▶ _EXTRACT TO READ_
The Life Coach: Faith and Football

The Life Coach: Faith and Football

Ronnie GageBy Ronnie Gage19 Minutes

Excerpt from The Life Coach: Small-Town Lessons on Faith, Family, and Football by Coach Ronnie Gage and Emmet C. (Tom) Thompson II with Alice Sullivan

Chapter 7
Faith and Football

My family did not attend church together when I was growing up, but my mom would get up every Sunday and send us to Sunday school. We kids would go as told, but I never remember going to church with my parents. I’m not sure why they never attended. At that time, I never questioned it. I just did what I was told. I do know Mom was baptized in a river in Oklahoma where she grew up, and she was a Christian. We used to go to family reunions and I remember everyone standing around the piano and singing hymns. My mom was part of a Christian family, and I know I’ll get to see her again one day and get to thank her for her part in bringing me to Jesus. Either way, there was never a doubt about my mom and dad caring for us. They loved us and expected good things for their children.

When I was twelve years old, I got invited to go to a church camp in Arkansas. That invitation was a pretense to get me to play third base on the church’s softball team. I guess you could say that sports have been the root of all things good in my life, and it was through that life-changing camp I found Jesus. I came back home and accepted Christ the very next Sunday.

My father had already passed away when I was baptized. Mom didn’t attend the service when I came to the Lord, although I’m not even sure I told her. It was an odd situation, but like many things in my life, that’s just the way it was.

▶ _WHAT IS ASKED_
Extract the part of the faith and football chapter that begins at the words "When I was twelve" and stops after the words "way it was.", copying it word for word. The records are separate material with no connection to the faith and football chapter.

Entries drawn from a collection

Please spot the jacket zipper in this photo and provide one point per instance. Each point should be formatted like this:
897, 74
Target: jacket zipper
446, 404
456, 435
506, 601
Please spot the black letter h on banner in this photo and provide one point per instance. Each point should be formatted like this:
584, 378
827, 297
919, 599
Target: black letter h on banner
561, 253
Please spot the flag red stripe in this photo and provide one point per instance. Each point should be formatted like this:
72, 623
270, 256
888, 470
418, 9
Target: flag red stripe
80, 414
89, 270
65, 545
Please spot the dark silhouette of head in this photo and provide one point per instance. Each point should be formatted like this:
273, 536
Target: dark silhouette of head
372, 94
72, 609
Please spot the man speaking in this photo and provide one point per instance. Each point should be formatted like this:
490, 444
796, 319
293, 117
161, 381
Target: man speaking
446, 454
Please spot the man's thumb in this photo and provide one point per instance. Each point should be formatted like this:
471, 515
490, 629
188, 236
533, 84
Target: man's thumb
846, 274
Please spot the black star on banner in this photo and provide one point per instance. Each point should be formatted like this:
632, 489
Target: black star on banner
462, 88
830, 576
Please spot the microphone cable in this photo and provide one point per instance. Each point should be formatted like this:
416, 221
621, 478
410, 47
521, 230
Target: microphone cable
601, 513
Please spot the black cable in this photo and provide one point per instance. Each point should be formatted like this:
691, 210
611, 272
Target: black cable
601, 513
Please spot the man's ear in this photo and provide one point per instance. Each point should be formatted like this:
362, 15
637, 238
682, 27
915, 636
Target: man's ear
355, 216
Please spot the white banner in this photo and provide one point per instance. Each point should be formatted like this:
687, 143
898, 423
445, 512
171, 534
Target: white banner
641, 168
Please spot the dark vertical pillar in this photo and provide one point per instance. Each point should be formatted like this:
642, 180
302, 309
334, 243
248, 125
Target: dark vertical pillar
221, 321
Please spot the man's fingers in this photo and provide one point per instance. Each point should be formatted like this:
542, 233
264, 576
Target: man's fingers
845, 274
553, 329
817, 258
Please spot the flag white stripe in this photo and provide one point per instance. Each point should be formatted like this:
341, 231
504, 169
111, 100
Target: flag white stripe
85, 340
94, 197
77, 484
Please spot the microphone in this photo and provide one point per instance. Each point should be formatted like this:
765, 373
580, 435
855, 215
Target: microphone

▶ _TASK RESPONSE_
When I was twelve years old, I got invited to go to a church camp in Arkansas. That invitation was a pretense to get me to play third base on the church’s softball team. I guess you could say that sports have been the root of all things good in my life, and it was through that life-changing camp I found Jesus. I came back home and accepted Christ the very next Sunday.

My father had already passed away when I was baptized. Mom didn’t attend the service when I came to the Lord, although I’m not even sure I told her. It was an odd situation, but like many things in my life, that’s just the way it was.